Image point annotation entries:

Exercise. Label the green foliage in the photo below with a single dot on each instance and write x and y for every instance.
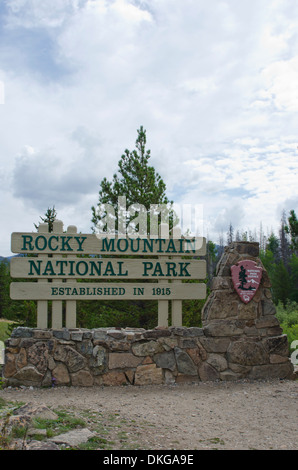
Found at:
(288, 318)
(50, 216)
(136, 180)
(292, 229)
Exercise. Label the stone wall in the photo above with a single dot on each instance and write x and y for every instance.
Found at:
(236, 341)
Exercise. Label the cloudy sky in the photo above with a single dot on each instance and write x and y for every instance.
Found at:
(214, 83)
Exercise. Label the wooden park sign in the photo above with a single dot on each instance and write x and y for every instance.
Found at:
(57, 260)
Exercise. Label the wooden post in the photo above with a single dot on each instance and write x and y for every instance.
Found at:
(42, 305)
(176, 304)
(71, 305)
(163, 305)
(57, 304)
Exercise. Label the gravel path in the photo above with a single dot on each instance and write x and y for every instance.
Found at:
(221, 415)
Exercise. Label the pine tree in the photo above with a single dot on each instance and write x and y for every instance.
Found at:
(136, 180)
(49, 218)
(292, 229)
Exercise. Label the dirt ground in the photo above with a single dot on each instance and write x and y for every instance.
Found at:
(214, 415)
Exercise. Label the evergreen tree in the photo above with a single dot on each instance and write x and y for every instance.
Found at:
(136, 180)
(49, 218)
(292, 229)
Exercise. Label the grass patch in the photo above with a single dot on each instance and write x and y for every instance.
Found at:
(4, 329)
(64, 423)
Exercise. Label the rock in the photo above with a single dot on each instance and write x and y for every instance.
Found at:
(148, 374)
(29, 375)
(147, 348)
(166, 360)
(123, 360)
(99, 358)
(41, 445)
(215, 344)
(61, 334)
(217, 361)
(22, 332)
(184, 363)
(271, 371)
(36, 411)
(197, 355)
(157, 333)
(267, 322)
(10, 365)
(248, 311)
(61, 375)
(38, 356)
(82, 378)
(224, 328)
(268, 307)
(66, 354)
(114, 378)
(277, 345)
(73, 438)
(208, 373)
(22, 358)
(247, 353)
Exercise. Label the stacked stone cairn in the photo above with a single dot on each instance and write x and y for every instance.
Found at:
(237, 341)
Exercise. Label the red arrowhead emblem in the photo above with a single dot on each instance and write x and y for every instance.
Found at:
(246, 277)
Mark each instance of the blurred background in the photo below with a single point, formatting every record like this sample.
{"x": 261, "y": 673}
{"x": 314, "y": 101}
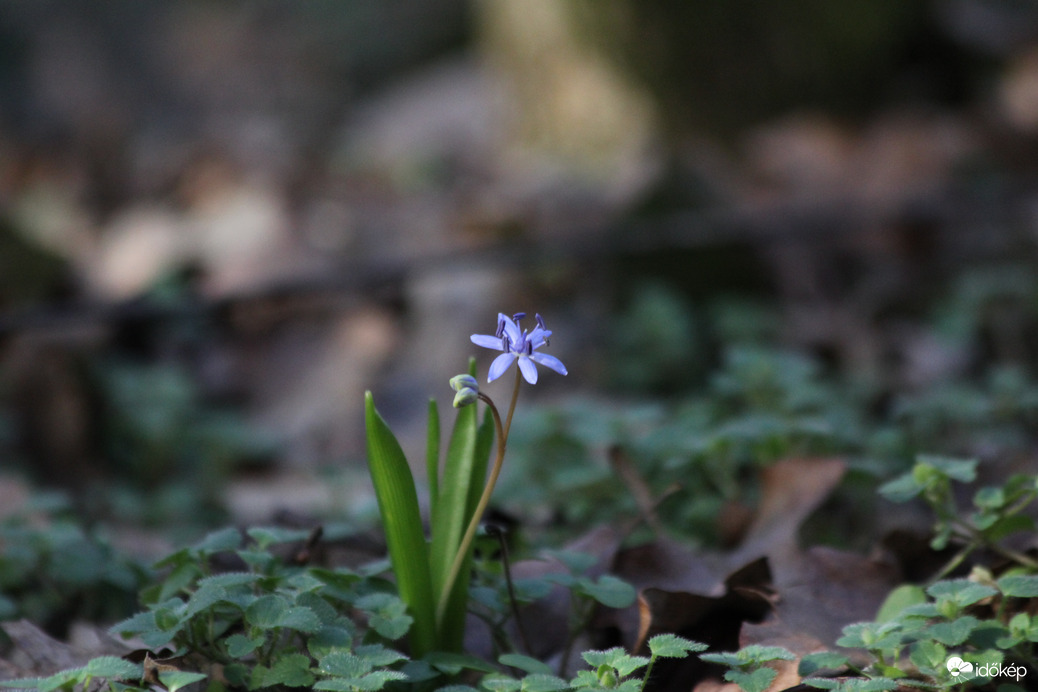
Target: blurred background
{"x": 221, "y": 222}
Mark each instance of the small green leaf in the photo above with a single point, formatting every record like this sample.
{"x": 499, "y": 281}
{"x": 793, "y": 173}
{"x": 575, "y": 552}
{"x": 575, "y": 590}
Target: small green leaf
{"x": 266, "y": 612}
{"x": 758, "y": 681}
{"x": 217, "y": 542}
{"x": 824, "y": 661}
{"x": 963, "y": 470}
{"x": 266, "y": 536}
{"x": 960, "y": 591}
{"x": 330, "y": 638}
{"x": 229, "y": 579}
{"x": 1020, "y": 586}
{"x": 453, "y": 664}
{"x": 901, "y": 489}
{"x": 398, "y": 501}
{"x": 300, "y": 618}
{"x": 112, "y": 666}
{"x": 1005, "y": 526}
{"x": 525, "y": 663}
{"x": 673, "y": 646}
{"x": 174, "y": 680}
{"x": 377, "y": 655}
{"x": 954, "y": 633}
{"x": 500, "y": 684}
{"x": 758, "y": 654}
{"x": 929, "y": 655}
{"x": 604, "y": 658}
{"x": 722, "y": 658}
{"x": 291, "y": 670}
{"x": 239, "y": 645}
{"x": 898, "y": 600}
{"x": 543, "y": 683}
{"x": 344, "y": 664}
{"x": 608, "y": 590}
{"x": 989, "y": 498}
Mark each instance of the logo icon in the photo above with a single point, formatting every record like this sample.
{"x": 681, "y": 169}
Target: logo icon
{"x": 957, "y": 666}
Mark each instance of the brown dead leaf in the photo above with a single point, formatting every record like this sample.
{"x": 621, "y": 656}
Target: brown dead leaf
{"x": 791, "y": 490}
{"x": 828, "y": 590}
{"x": 35, "y": 653}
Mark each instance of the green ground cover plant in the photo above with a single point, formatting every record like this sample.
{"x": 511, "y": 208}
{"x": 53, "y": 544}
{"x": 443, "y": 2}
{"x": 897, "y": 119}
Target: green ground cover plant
{"x": 241, "y": 610}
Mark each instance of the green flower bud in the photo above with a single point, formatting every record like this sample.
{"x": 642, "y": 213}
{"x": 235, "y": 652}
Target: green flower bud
{"x": 465, "y": 396}
{"x": 460, "y": 382}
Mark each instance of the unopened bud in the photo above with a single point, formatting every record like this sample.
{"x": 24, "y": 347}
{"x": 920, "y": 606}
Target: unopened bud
{"x": 460, "y": 382}
{"x": 465, "y": 396}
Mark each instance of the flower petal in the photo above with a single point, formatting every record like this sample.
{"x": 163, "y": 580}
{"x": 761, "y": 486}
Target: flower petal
{"x": 487, "y": 341}
{"x": 549, "y": 361}
{"x": 528, "y": 369}
{"x": 539, "y": 337}
{"x": 511, "y": 328}
{"x": 499, "y": 365}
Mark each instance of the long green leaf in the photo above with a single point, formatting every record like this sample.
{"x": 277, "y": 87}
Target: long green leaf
{"x": 399, "y": 507}
{"x": 433, "y": 459}
{"x": 453, "y": 511}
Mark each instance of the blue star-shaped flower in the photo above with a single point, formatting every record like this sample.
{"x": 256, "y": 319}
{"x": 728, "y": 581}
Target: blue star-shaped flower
{"x": 518, "y": 344}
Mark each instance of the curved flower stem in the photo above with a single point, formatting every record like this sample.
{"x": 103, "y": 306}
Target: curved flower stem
{"x": 473, "y": 524}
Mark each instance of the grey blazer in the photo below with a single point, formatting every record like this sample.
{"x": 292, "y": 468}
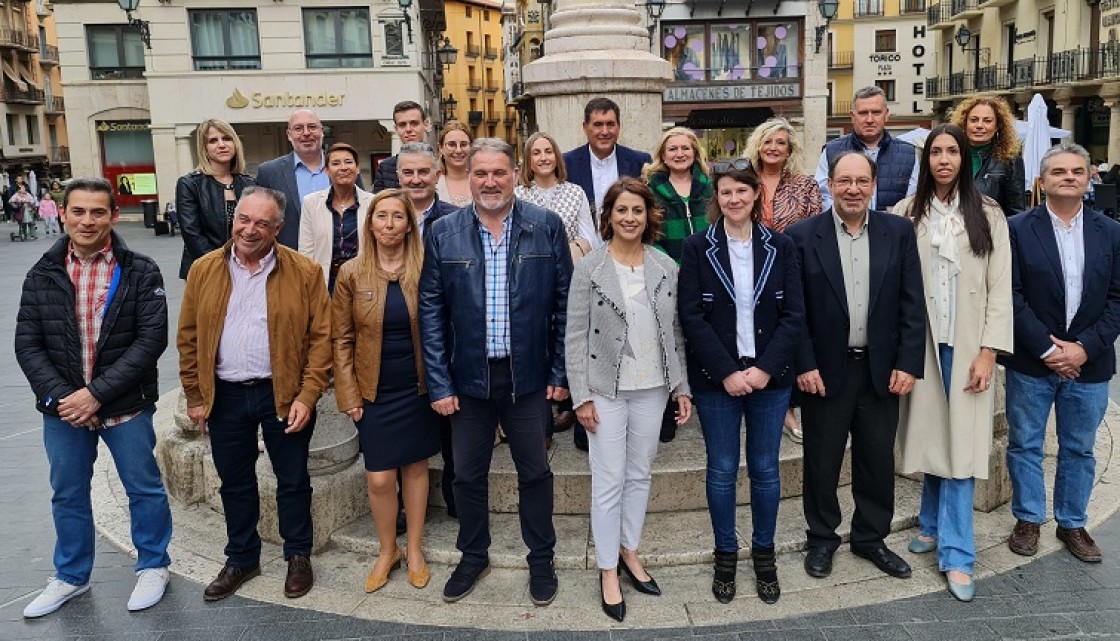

Objective: Starting at the line that has "Mark each instance of the flower" and continuing through the end of the data, write out those lines again, requests included but pictures left out. Scale every coordinate in the answers by 1.45 and round to whole numbers with halves rounded up, leaving the sample numbers in the requests unchanged.

Task output:
Mark each instance of the flower petal in the photo above with a single point, formatting every record like this sample.
{"x": 163, "y": 580}
{"x": 761, "y": 486}
Target: flower petal
{"x": 706, "y": 494}
{"x": 796, "y": 523}
{"x": 766, "y": 535}
{"x": 782, "y": 489}
{"x": 741, "y": 476}
{"x": 724, "y": 529}
Mark each instance of the long green leaf in the photo above with a single point, formatting every record like this sample.
{"x": 277, "y": 87}
Target: long green leaf
{"x": 579, "y": 735}
{"x": 628, "y": 666}
{"x": 657, "y": 741}
Mark each instance of the blue star-shaped flower in the photo above with a single point, formatting every record like this sample.
{"x": 256, "y": 319}
{"x": 728, "y": 581}
Target: blue star-shaped flower
{"x": 751, "y": 499}
Mark each instance of the curved flower stem in the photo above with a single point, formatting every record like this sample.
{"x": 103, "y": 306}
Target: curved flower stem
{"x": 686, "y": 760}
Mark each instance of the grey blazer in the photo below with a single point, formatting every record like this sample.
{"x": 292, "y": 468}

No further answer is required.